Data items:
####################
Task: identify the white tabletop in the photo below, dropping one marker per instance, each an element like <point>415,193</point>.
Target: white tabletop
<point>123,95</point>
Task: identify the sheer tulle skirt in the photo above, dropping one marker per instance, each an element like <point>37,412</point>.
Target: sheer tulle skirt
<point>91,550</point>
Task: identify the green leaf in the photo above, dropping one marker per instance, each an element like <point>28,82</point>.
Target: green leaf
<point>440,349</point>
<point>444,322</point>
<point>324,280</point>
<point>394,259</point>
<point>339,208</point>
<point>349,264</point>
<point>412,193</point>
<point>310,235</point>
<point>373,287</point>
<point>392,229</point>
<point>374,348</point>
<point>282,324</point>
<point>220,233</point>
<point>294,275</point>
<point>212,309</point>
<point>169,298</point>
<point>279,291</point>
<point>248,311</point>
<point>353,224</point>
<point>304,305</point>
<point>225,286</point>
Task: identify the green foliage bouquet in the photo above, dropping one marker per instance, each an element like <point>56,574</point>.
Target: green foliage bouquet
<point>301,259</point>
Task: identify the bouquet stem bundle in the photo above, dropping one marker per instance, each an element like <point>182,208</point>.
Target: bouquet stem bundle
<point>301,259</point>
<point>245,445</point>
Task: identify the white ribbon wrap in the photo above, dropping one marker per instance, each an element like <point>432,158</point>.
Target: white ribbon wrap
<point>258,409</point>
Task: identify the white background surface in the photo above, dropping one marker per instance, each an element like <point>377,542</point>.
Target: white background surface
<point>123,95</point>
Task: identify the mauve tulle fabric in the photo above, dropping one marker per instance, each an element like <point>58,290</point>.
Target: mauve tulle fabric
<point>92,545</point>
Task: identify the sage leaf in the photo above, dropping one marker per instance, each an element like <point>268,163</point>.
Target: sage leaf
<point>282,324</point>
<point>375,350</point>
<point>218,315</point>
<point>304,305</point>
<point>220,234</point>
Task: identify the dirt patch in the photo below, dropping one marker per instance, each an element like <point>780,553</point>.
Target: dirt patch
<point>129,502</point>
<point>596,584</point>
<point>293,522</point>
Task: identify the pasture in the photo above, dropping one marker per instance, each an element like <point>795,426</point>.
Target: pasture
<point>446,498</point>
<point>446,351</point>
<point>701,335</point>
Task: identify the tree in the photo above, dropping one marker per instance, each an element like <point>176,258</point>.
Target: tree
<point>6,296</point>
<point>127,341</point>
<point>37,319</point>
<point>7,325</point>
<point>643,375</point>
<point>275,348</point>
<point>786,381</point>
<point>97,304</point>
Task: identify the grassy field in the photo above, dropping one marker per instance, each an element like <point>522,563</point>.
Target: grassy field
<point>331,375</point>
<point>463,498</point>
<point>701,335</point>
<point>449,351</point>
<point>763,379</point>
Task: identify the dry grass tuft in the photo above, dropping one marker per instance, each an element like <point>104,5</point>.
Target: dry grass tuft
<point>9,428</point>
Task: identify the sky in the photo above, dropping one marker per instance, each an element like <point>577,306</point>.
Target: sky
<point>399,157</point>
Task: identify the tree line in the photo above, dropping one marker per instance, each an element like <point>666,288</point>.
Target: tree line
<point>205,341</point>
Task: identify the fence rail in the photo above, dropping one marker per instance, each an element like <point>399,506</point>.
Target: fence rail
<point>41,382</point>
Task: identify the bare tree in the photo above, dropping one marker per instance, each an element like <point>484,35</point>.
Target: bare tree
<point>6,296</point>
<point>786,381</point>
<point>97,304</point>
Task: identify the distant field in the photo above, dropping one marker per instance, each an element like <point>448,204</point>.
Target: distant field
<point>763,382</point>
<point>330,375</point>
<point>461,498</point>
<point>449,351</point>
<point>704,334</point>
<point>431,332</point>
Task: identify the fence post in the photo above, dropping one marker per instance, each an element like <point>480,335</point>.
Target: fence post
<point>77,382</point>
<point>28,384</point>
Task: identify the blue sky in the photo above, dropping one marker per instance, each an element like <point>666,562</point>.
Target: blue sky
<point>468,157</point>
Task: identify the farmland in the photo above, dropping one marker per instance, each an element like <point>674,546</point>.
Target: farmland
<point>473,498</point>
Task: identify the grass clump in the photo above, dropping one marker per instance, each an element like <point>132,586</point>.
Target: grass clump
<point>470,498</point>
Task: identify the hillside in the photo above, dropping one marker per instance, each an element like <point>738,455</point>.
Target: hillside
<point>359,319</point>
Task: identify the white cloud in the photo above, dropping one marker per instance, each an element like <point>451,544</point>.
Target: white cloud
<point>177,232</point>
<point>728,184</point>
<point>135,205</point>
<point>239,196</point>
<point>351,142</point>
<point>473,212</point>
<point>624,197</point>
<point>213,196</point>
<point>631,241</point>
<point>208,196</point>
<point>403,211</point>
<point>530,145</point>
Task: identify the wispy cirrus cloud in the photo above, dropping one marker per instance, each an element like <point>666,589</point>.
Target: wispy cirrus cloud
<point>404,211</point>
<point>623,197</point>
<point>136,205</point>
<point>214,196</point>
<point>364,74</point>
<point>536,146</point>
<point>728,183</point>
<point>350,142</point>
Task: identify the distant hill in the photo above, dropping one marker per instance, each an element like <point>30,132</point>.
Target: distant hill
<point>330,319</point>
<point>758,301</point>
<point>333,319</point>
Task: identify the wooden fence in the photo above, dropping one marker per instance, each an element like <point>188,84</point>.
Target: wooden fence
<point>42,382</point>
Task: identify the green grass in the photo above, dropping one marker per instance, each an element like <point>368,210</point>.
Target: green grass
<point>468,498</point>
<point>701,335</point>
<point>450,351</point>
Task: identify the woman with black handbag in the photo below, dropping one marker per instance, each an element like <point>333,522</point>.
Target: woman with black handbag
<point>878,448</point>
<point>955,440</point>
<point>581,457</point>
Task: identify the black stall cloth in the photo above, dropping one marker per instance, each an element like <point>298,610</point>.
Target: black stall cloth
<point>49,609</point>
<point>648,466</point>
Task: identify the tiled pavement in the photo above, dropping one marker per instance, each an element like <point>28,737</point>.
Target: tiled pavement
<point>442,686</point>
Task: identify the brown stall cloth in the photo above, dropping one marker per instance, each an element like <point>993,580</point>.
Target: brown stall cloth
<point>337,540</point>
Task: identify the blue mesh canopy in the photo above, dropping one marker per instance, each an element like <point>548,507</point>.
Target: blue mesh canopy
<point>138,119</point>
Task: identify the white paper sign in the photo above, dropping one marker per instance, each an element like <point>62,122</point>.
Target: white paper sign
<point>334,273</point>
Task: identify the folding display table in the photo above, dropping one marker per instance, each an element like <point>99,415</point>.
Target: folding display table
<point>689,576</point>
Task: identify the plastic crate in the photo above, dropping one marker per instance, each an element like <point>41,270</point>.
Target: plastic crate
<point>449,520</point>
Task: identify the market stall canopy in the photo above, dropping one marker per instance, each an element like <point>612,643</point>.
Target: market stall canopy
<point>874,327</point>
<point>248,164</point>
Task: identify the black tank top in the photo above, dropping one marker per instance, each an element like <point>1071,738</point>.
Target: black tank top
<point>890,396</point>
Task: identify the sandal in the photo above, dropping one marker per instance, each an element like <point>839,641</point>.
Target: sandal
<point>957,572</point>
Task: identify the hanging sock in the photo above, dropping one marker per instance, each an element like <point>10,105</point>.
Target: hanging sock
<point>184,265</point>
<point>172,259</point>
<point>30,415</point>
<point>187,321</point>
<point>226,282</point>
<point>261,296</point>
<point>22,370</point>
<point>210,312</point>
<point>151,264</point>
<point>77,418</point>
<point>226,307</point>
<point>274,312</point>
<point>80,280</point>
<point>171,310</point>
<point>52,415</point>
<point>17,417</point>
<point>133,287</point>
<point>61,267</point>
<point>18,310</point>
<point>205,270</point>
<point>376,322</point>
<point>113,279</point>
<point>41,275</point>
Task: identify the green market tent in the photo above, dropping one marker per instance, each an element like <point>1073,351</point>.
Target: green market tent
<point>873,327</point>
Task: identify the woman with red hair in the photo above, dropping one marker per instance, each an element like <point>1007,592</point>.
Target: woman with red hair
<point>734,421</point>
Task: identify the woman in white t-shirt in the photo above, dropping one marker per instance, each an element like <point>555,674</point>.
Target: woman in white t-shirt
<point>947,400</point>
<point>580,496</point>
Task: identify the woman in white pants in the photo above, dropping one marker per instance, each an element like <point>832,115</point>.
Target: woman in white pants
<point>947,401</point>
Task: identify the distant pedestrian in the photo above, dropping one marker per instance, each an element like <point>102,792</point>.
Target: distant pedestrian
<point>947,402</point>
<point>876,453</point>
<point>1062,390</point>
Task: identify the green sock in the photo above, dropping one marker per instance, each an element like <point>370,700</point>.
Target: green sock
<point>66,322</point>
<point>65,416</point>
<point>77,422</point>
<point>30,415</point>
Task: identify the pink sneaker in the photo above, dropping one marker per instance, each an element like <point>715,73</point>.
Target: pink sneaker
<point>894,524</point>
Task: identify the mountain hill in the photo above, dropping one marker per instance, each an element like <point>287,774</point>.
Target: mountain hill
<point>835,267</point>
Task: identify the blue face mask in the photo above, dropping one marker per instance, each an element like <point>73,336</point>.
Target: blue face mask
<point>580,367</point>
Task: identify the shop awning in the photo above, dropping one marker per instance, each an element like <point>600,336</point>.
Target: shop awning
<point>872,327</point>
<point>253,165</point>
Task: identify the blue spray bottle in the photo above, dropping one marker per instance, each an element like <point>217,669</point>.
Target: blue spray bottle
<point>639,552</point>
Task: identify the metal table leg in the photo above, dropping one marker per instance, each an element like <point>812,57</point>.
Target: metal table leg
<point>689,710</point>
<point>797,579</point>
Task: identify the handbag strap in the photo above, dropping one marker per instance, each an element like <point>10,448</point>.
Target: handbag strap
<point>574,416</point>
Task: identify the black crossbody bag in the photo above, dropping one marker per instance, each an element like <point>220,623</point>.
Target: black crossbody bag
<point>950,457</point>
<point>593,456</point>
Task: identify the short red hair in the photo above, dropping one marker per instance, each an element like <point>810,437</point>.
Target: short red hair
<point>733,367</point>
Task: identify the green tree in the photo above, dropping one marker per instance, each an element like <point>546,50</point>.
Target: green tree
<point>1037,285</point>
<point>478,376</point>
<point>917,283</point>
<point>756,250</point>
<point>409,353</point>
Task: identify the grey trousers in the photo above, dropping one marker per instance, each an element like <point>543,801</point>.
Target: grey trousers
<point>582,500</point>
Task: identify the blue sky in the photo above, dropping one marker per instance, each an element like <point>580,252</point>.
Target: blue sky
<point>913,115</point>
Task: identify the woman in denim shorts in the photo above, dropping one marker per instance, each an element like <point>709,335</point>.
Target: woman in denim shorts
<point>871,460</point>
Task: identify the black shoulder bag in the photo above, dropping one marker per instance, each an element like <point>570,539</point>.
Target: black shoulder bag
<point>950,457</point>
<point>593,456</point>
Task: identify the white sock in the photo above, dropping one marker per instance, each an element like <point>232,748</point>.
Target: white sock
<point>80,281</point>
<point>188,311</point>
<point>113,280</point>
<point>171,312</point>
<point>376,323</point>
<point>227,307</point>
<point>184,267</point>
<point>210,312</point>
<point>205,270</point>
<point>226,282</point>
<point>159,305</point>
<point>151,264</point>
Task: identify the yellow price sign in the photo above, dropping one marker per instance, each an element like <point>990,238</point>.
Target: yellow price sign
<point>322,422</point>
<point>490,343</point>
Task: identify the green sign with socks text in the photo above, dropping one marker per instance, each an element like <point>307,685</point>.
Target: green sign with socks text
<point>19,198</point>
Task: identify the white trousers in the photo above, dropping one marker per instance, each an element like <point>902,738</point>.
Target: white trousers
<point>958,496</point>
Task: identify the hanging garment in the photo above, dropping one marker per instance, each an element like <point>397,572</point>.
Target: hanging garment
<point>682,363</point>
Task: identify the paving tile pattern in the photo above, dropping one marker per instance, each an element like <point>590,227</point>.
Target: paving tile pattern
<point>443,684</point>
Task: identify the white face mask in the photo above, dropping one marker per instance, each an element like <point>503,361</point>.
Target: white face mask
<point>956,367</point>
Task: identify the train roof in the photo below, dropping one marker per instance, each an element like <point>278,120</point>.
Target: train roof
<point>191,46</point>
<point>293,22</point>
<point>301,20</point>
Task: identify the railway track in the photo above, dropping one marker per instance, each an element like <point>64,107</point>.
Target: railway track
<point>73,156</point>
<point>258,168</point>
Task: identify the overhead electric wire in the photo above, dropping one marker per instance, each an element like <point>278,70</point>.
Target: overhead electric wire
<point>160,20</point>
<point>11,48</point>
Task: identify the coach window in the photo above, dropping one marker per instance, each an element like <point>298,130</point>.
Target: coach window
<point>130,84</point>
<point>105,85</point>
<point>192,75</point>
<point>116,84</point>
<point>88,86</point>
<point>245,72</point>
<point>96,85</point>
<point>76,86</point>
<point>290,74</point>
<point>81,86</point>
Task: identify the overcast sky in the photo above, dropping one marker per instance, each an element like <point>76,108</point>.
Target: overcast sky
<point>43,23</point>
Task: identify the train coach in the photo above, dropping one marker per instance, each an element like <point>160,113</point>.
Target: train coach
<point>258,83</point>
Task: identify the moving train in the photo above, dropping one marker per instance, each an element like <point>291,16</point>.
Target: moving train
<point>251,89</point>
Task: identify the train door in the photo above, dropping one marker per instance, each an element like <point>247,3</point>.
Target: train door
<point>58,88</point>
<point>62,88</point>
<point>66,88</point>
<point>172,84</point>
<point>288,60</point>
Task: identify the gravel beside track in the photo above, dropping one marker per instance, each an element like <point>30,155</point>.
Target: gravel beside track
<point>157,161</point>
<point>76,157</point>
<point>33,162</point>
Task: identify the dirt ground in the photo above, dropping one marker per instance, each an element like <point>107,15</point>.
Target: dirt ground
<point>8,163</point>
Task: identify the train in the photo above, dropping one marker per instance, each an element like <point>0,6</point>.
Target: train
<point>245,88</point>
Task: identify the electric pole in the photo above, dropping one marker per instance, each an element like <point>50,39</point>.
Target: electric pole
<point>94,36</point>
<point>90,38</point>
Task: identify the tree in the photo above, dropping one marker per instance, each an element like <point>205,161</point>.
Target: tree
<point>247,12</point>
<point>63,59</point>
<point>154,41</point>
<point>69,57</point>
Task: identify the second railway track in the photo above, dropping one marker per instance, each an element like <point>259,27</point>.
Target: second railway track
####################
## What is being asked
Edit the rows that open with the line containing "Task: identify the pasture" and close with the line containing "<point>468,157</point>", changing "fence rail" to "wooden rail" and leaving all else as is. Return only those lines.

## Answer below
Task: identify the pasture in the photo above, dropping one marker per instance, each an element like <point>795,426</point>.
Target: pasture
<point>446,498</point>
<point>446,351</point>
<point>701,335</point>
Task: identify the tree in the photo above, dropping one marker per instance, each an element like <point>176,258</point>.
Target: tree
<point>6,296</point>
<point>127,341</point>
<point>37,319</point>
<point>7,325</point>
<point>643,375</point>
<point>275,348</point>
<point>786,381</point>
<point>97,304</point>
Task: identify the grassy field in the photo above, dropping one marker per instance, each an element like <point>522,563</point>.
Target: grassy field
<point>331,375</point>
<point>463,498</point>
<point>701,335</point>
<point>449,351</point>
<point>763,379</point>
Task: identify the dry grass tuft in the photo above, dropping one marker per instance, each an element like <point>104,5</point>.
Target: dry grass tuft
<point>9,428</point>
Task: identify the sky in the photo above, dropping one marker per instance, each an element like <point>577,306</point>.
Target: sky
<point>399,157</point>
Task: identify the tree line in the photo above, dropping one marker per instance, each an element like <point>666,288</point>.
Target: tree line
<point>205,341</point>
Task: identify the wooden rail in the photo above, dropping one marker per instance, each an element like <point>399,506</point>.
Target: wooden rail
<point>41,382</point>
Task: identify the bare tree in the photo above, dropping one marker per instance, each an element like <point>484,35</point>.
Target: bare tree
<point>6,296</point>
<point>786,381</point>
<point>97,304</point>
Task: identify the distant field in the photo above, dropping one marker per instance, each an element like <point>448,204</point>.
Target: distant field
<point>763,382</point>
<point>330,375</point>
<point>461,498</point>
<point>449,351</point>
<point>704,334</point>
<point>431,332</point>
Task: identify the fence post in the photo above, dropping one marker per instance, each an element like <point>480,335</point>.
Target: fence post
<point>77,382</point>
<point>28,384</point>
Task: identify the blue sky in the photo above, dropping one marker per instance, each an element like <point>666,562</point>.
Target: blue sky
<point>468,157</point>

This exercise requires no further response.